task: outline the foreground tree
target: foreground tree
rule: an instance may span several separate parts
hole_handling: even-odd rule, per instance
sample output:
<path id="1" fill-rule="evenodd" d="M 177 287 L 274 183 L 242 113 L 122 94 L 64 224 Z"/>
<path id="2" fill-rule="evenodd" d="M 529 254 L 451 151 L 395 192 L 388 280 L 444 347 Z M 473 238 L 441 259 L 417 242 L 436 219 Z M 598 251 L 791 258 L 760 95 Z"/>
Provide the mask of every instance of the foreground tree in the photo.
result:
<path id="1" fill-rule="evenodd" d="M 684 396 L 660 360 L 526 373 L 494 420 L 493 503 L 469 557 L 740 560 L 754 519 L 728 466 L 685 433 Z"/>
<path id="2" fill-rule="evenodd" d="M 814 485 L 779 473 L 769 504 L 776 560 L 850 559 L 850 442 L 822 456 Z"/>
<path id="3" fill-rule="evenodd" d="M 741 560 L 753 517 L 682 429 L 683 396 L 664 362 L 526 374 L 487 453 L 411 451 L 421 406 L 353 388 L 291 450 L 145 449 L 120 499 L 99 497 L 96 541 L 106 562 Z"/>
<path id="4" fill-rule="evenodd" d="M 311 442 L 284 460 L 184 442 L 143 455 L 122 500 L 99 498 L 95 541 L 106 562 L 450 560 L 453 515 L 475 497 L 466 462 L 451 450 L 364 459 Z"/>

========

Starting with the first line of the records, repeat every line up to and including the one containing "177 287 L 274", and nothing else.

task: outline the foreground tree
target: foreground tree
rule: an instance may span several separate parts
hole_handling: even-odd rule, per instance
sample output:
<path id="1" fill-rule="evenodd" d="M 177 287 L 274 183 L 242 113 L 122 94 L 64 224 Z"/>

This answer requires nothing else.